(Entries taken from a collection)
==============================
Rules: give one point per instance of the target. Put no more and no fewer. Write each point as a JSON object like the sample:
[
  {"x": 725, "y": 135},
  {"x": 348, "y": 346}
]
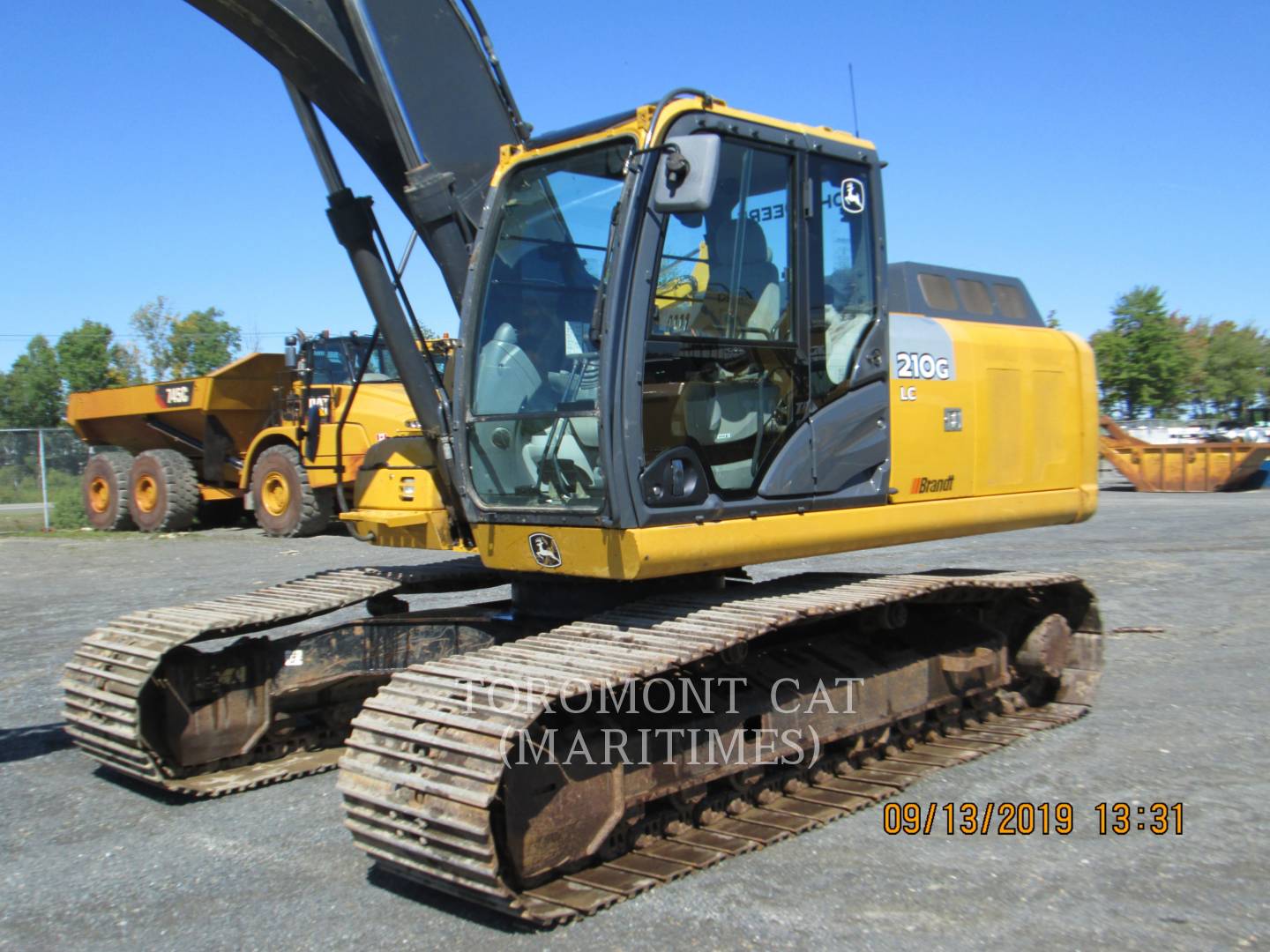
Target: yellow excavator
[{"x": 683, "y": 352}]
==============================
WORK REQUIRED: With the images left out, output all the entries above exactly.

YOUR SOLUTION:
Rules: give one point per instance of the target. Put no more and no fewer. Write each point as a JSON object like the sample:
[
  {"x": 725, "y": 135},
  {"x": 348, "y": 346}
]
Target: yellow excavator
[{"x": 683, "y": 352}]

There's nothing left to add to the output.